▶ EXERCISE
Carry the article on scale-up versus scale-out storage onward from its final sentence, picking up after the description of clustered storage.

▶ TEXT SHOWN

......

Scale up or scale out? What’s up with separate, clustered and federated storage

Computer systems tend to grow after they are first installed. They need more capacity and / or more performance. They expand by scaling up or scaling out.

Scale-up versus scale-out

Scaling up adds more capacity or resource within the single system. In storage that generally means adding more storage drives, either to slots in the base enclosure or by adding expansion chassis to the base system.

For example, Western Digital’s IntelliFlash N5100 starts with a base enclosure with 24 drive slots and 46TB capacity. It can scale up by adding up to six expansion trays with a total of 283TB of extra capacity. Beyond that it can scale no more and that may be a limitation.

If a customer knows they have to scale beyond a single system then they must obtain a scale-out system – in other words, multiple systems grouped together.

Scale-out

A group of storage arrays can be made to co-operate or co-ordinate to varying degrees through software and hardware.

They can be coupled tightly or in a looser way. Clustered storage is a tighter form of coupling than federation and often involves specialised hardware to connect the separate arrays, or nodes. The result functions pretty much as a single system.

......

▶ DATA SECTION
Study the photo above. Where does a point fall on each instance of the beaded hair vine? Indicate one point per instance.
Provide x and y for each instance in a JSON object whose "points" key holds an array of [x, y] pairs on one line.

......

▶ WRITTEN RESPONSE
Generally we can say a cluster is a tightly-coupled set of identical storage arrays that has a dedicated high-speed, low latency interconnect, share IO, have a single failure domain, and an operating system that is cluster-aware.

A federation is a more loosely coupled grouping, with no dedicated interconnect, no shared IO and does not necessarily need identical nodes while still functioning as a single storage resource. The difference is that nodes in a federation are less co-ordinated than nodes in a cluster.

To add confusion, the IT world can refer to tightly-coupled and loosely-coupled clusters.

IBM defines a loosely-coupled cluster as consisting of computers that run with a minimum of communication and cooperation. This results in efficient usage of each individual computer but limits the amount of coordination and sharing of workloads.

tightly-coupled cluster consists of a group of computers that cooperate to a great degree, coordinating and sharing workload, and communicating status details on a continuous basis.

For the purposes of this article we will say a cluster is a tightly-coupled system while a federation is a loosely-coupled system.

Data is divided between nodes in a cluster, providing resilience if a node fails, and increasing the overall IO rate. In a federation, data entities – files for example – are stored in their entirety on a node. It can be mirrored or replicated to other nodes by software

Cluster and federation differences

Clustered computers co-operate to a great degree, co-ordinating and sharing the workload, and communicating node and data status details, across the interconnect, on a continuous basis.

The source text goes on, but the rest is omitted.